[[ Task material, beginning ]]
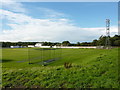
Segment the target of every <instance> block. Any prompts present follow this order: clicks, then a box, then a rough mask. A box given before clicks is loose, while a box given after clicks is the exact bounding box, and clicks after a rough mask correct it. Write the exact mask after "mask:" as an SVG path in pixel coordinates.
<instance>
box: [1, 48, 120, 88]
mask: <svg viewBox="0 0 120 90" xmlns="http://www.w3.org/2000/svg"><path fill="white" fill-rule="evenodd" d="M80 51H81V52H80ZM37 52H38V51H37ZM62 53H63V54H62V55H63V58H62V59H61V60H58V61H55V62H53V63H50V64H49V65H48V66H44V67H42V66H40V65H38V64H34V65H28V64H26V66H25V63H20V65H23V66H20V65H18V66H17V65H16V64H17V63H16V62H14V61H13V63H14V64H15V65H11V64H12V61H11V62H5V63H3V75H2V76H3V77H2V78H3V87H24V88H25V87H28V88H32V87H39V88H118V87H119V83H118V61H117V60H118V49H117V48H115V49H111V50H102V49H100V50H99V49H64V50H63V51H62ZM10 58H13V57H10ZM16 58H18V57H16ZM6 59H7V57H6ZM18 59H19V58H18ZM19 60H20V59H19ZM64 62H70V63H72V67H70V68H68V69H66V68H65V67H64V65H63V64H64ZM7 65H8V66H7ZM10 65H11V68H10ZM15 67H17V68H15Z"/></svg>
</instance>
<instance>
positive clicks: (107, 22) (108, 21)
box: [105, 19, 110, 49]
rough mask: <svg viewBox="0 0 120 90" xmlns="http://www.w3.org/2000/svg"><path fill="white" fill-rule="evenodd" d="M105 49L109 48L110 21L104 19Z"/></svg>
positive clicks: (109, 43) (107, 48)
mask: <svg viewBox="0 0 120 90" xmlns="http://www.w3.org/2000/svg"><path fill="white" fill-rule="evenodd" d="M105 47H106V49H109V48H110V20H109V19H106V42H105Z"/></svg>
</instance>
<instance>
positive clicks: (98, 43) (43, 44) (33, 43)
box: [1, 35, 120, 47]
mask: <svg viewBox="0 0 120 90" xmlns="http://www.w3.org/2000/svg"><path fill="white" fill-rule="evenodd" d="M106 38H107V37H106V36H100V37H99V39H94V40H93V41H92V42H81V43H80V42H77V43H75V44H73V43H70V42H69V41H63V42H62V43H59V42H41V43H43V46H54V45H56V46H60V45H62V46H104V45H105V42H106ZM109 40H110V45H111V46H120V35H115V36H113V37H109ZM1 43H2V47H10V46H28V45H35V44H36V43H39V42H1Z"/></svg>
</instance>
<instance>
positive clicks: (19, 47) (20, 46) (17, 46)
mask: <svg viewBox="0 0 120 90" xmlns="http://www.w3.org/2000/svg"><path fill="white" fill-rule="evenodd" d="M10 48H22V46H10Z"/></svg>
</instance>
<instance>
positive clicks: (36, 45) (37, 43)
mask: <svg viewBox="0 0 120 90" xmlns="http://www.w3.org/2000/svg"><path fill="white" fill-rule="evenodd" d="M42 44H43V43H36V44H35V47H41V46H42Z"/></svg>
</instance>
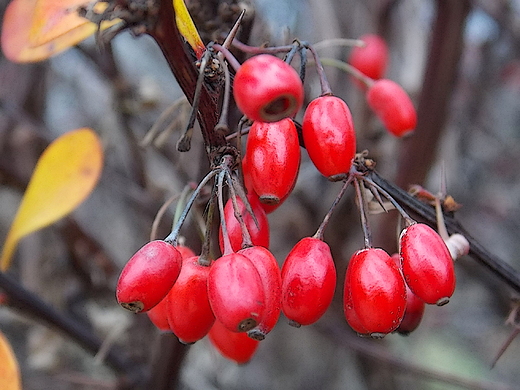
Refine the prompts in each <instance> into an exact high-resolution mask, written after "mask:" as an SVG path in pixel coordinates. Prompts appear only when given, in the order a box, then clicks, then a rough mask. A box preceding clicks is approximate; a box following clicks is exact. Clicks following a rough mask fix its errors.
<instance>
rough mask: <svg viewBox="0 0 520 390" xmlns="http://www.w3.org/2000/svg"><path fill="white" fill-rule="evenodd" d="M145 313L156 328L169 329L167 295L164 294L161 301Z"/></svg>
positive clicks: (168, 330)
mask: <svg viewBox="0 0 520 390" xmlns="http://www.w3.org/2000/svg"><path fill="white" fill-rule="evenodd" d="M146 314H148V318H149V319H150V321H152V323H153V324H154V325H155V327H156V328H157V329H159V330H162V331H164V332H169V331H170V324H169V323H168V295H166V296H165V297H164V298H163V299H162V300H161V302H159V303H158V304H157V305H155V306H154V307H152V308H151V309H150V310H148V311H147V312H146Z"/></svg>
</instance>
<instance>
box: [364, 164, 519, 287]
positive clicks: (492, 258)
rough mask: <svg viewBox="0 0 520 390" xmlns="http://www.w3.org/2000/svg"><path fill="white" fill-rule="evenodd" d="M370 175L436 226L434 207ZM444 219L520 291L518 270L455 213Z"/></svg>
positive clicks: (392, 193) (370, 176)
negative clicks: (483, 245) (465, 238)
mask: <svg viewBox="0 0 520 390" xmlns="http://www.w3.org/2000/svg"><path fill="white" fill-rule="evenodd" d="M370 177H371V178H372V180H373V181H374V182H375V183H376V184H378V185H379V186H381V188H383V189H384V190H385V191H387V192H388V193H389V194H390V195H391V196H392V197H393V198H394V199H395V200H396V201H397V202H398V203H399V204H400V205H401V206H403V207H405V208H406V209H407V210H409V211H411V212H413V213H415V214H416V215H419V216H420V217H422V218H423V219H424V220H426V222H428V224H430V225H431V226H432V227H435V226H436V217H435V208H434V207H432V206H429V205H427V204H425V203H423V202H421V201H419V200H417V199H416V198H414V197H412V196H411V195H410V194H408V193H407V192H406V191H404V190H403V189H401V188H399V187H398V186H396V185H395V184H392V183H390V182H388V181H386V180H385V179H383V178H382V177H381V176H379V175H378V174H377V173H376V172H371V173H370ZM444 221H445V223H446V228H447V229H448V232H449V234H450V235H451V234H454V233H460V234H462V235H463V236H464V237H466V239H467V240H468V241H469V243H470V252H469V254H470V256H472V257H473V258H474V259H475V260H477V261H478V262H479V263H480V264H482V265H483V266H485V267H486V268H487V269H488V270H489V271H491V272H492V273H493V274H495V275H496V276H498V277H499V278H500V279H501V280H502V281H503V282H505V283H506V284H507V285H508V286H509V287H511V288H513V289H514V290H515V291H516V292H518V293H520V273H519V272H518V271H517V270H515V269H514V268H513V267H511V266H510V265H509V264H508V263H506V262H504V261H503V260H500V259H499V258H497V257H496V256H494V255H493V254H491V253H490V252H489V251H488V250H486V248H484V247H483V246H482V245H481V244H480V243H479V242H478V241H477V240H475V239H474V238H473V237H471V235H470V234H469V233H468V232H467V231H466V229H464V227H463V226H462V225H461V224H460V223H459V222H458V221H457V220H456V219H455V217H454V216H453V214H451V213H445V214H444Z"/></svg>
[[ Task material, end ]]
Print the whole listing exactly. No pictures belong in the copy.

Segment the target of every <instance> block. Any prompts present follow this order: clicks, then a box, then a rough mask. A box given before clicks is loose, while a box given after clicks is the exact bounding box, and clicks after a rough mask correct it. Write the exact mask after "mask:" as an SVG path in pixel coordinates.
<instance>
box: [1, 48, 120, 88]
mask: <svg viewBox="0 0 120 90" xmlns="http://www.w3.org/2000/svg"><path fill="white" fill-rule="evenodd" d="M80 51H81V52H80ZM37 52H38V51H37ZM62 53H63V54H62V55H63V58H62V59H61V60H58V61H55V62H53V63H50V64H49V65H48V66H44V67H42V66H40V65H38V64H34V65H28V64H26V66H25V63H20V65H23V66H20V65H18V66H17V65H16V64H17V63H16V62H14V61H13V63H14V64H15V65H11V64H12V61H11V62H5V63H3V75H2V76H3V77H2V78H3V87H24V88H25V87H28V88H32V87H39V88H118V87H119V83H118V61H117V60H118V49H117V48H115V49H111V50H102V49H100V50H99V49H64V50H63V51H62ZM10 58H13V57H10ZM16 58H18V57H16ZM6 59H7V57H6ZM18 59H19V58H18ZM19 60H20V59H19ZM64 62H70V63H72V67H70V68H68V69H66V68H65V67H64V65H63V64H64ZM7 65H8V66H7ZM10 65H11V68H10ZM15 67H17V68H15Z"/></svg>
</instance>
<instance>
positive clicks: (107, 22) (108, 21)
box: [105, 19, 110, 49]
rough mask: <svg viewBox="0 0 120 90" xmlns="http://www.w3.org/2000/svg"><path fill="white" fill-rule="evenodd" d="M105 49L109 48L110 21L104 19Z"/></svg>
positive clicks: (109, 43) (107, 48)
mask: <svg viewBox="0 0 120 90" xmlns="http://www.w3.org/2000/svg"><path fill="white" fill-rule="evenodd" d="M105 47H106V49H109V48H110V20H109V19H106V42H105Z"/></svg>
</instance>
<instance>
positive clicks: (98, 43) (43, 44) (33, 43)
box: [1, 35, 120, 47]
mask: <svg viewBox="0 0 120 90" xmlns="http://www.w3.org/2000/svg"><path fill="white" fill-rule="evenodd" d="M106 38H107V37H106V36H100V37H99V39H94V40H93V41H92V42H81V43H80V42H77V43H75V44H73V43H70V42H69V41H63V42H62V43H59V42H41V43H43V46H54V45H56V46H60V45H62V46H104V45H105V42H106ZM109 40H110V45H111V46H120V35H115V36H113V37H109ZM1 43H2V47H10V46H28V45H35V44H36V43H39V42H1Z"/></svg>
</instance>
<instance>
positive clicks: (19, 47) (20, 46) (17, 46)
mask: <svg viewBox="0 0 120 90" xmlns="http://www.w3.org/2000/svg"><path fill="white" fill-rule="evenodd" d="M10 48H22V46H10Z"/></svg>
</instance>
<instance>
positive clicks: (36, 45) (37, 43)
mask: <svg viewBox="0 0 120 90" xmlns="http://www.w3.org/2000/svg"><path fill="white" fill-rule="evenodd" d="M42 44H43V43H36V44H35V47H41V46H42Z"/></svg>
</instance>
Refine the prompts in each <instance> into an exact high-resolution mask, written after "mask:" as an SVG path in pixel coordinates. Prompts appear only when given, in the order a box, then clicks, then a rough mask. A box preceding clicks is approximate; a box following clicks is exact. Clicks following a rough mask fix its errors.
<instance>
rough mask: <svg viewBox="0 0 520 390" xmlns="http://www.w3.org/2000/svg"><path fill="white" fill-rule="evenodd" d="M145 313L156 328L169 329L167 295L164 294L161 301Z"/></svg>
positive clicks: (168, 330)
mask: <svg viewBox="0 0 520 390" xmlns="http://www.w3.org/2000/svg"><path fill="white" fill-rule="evenodd" d="M146 314H148V318H149V319H150V321H152V323H153V324H154V325H155V327H156V328H157V329H159V330H162V331H164V332H169V331H170V324H169V323H168V295H166V296H165V297H164V298H163V299H162V300H161V302H159V303H158V304H157V305H155V306H154V307H152V308H151V309H150V310H148V311H147V312H146Z"/></svg>
</instance>
<instance>
box: [364, 164, 519, 287]
positive clicks: (492, 258)
rough mask: <svg viewBox="0 0 520 390" xmlns="http://www.w3.org/2000/svg"><path fill="white" fill-rule="evenodd" d="M370 175L436 226L434 207ZM444 219L520 291L518 270L455 213Z"/></svg>
positive clicks: (392, 193) (370, 176)
negative clicks: (483, 245) (465, 238)
mask: <svg viewBox="0 0 520 390" xmlns="http://www.w3.org/2000/svg"><path fill="white" fill-rule="evenodd" d="M370 177H371V178H372V180H373V181H374V182H375V183H376V184H378V185H379V186H381V188H383V189H384V190H385V191H387V192H388V193H389V194H390V195H391V196H392V197H393V198H394V199H395V200H396V201H397V202H398V203H399V204H400V205H401V206H403V207H405V208H406V209H407V210H409V211H411V212H413V213H415V214H416V215H419V216H420V217H422V218H423V219H424V220H426V222H428V224H430V225H431V226H432V227H435V226H436V217H435V208H434V207H432V206H429V205H427V204H425V203H423V202H421V201H419V200H417V199H416V198H414V197H412V196H411V195H410V194H408V193H407V192H406V191H404V190H403V189H401V188H399V187H398V186H396V185H395V184H392V183H390V182H388V181H386V180H385V179H383V178H382V177H381V176H379V175H378V174H377V173H376V172H371V173H370ZM444 221H445V223H446V228H447V229H448V232H449V234H450V235H451V234H454V233H460V234H462V235H463V236H464V237H466V239H467V240H468V241H469V243H470V252H469V254H470V256H472V257H473V258H474V259H475V260H477V261H478V262H479V263H480V264H482V265H483V266H485V267H486V268H487V269H488V270H489V271H491V272H492V273H493V274H495V275H496V276H498V277H499V278H500V279H501V280H502V281H503V282H505V283H506V284H507V285H508V286H509V287H511V288H513V289H514V290H515V291H516V292H518V293H520V273H519V272H518V271H517V270H515V269H514V268H513V267H511V266H510V265H509V264H508V263H506V262H504V261H503V260H500V259H499V258H497V257H496V256H494V255H493V254H491V253H490V252H489V251H488V250H486V248H484V247H483V246H482V245H481V244H480V243H479V242H478V241H477V240H475V239H474V238H473V237H471V235H470V234H469V233H468V232H467V231H466V229H464V227H463V226H462V225H461V224H460V223H459V222H458V221H457V220H456V219H455V217H454V216H453V214H451V213H445V214H444Z"/></svg>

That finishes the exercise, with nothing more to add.